TASK STATEMENT:
Rewrite the rows below as a JSON list of strings with one string per line, leaving out blank lines.

--- START PROVIDED ENTRIES ---

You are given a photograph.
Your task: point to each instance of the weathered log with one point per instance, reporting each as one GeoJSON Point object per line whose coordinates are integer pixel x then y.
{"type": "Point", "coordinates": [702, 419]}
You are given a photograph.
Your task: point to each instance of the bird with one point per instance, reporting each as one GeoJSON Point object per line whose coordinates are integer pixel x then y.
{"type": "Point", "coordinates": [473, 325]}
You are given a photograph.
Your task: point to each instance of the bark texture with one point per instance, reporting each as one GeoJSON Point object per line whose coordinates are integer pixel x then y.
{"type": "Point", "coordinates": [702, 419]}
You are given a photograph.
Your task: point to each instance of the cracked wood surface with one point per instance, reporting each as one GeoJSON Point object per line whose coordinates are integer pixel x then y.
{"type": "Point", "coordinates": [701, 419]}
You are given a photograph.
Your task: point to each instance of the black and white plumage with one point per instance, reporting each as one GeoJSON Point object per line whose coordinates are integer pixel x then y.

--- END PROVIDED ENTRIES ---

RESPONSE:
[
  "You are given a photograph.",
  "Your task: point to each instance of the weathered log with one point per instance, reporting each as one GeoJSON Point object per line whose coordinates are integer pixel x then y.",
  "{\"type\": \"Point\", \"coordinates\": [702, 419]}",
  "You are given a photograph.",
  "Your task: point to each instance of the bird with one point per instance, reporting each as one GeoJSON Point object per line whose coordinates are integer pixel x then y.",
  "{\"type\": \"Point\", \"coordinates\": [473, 325]}",
  "You are given a photograph.",
  "Your task: point to each instance of the bark texture with one point per instance, reporting each as one GeoJSON Point object per line whose coordinates are integer pixel x then y.",
  "{\"type\": \"Point\", \"coordinates\": [702, 419]}",
  "You are given a photograph.",
  "Your task: point to each instance of the cracked wood surface with one point per instance, reporting each as one GeoJSON Point object per line whose coordinates are integer pixel x then y.",
  "{\"type\": \"Point\", \"coordinates\": [701, 419]}",
  "You are given a photograph.",
  "Your task: point to each instance of the black and white plumage with one point per instance, reporting each as one GeoJSON Point object per line whose coordinates are integer pixel x then y."
]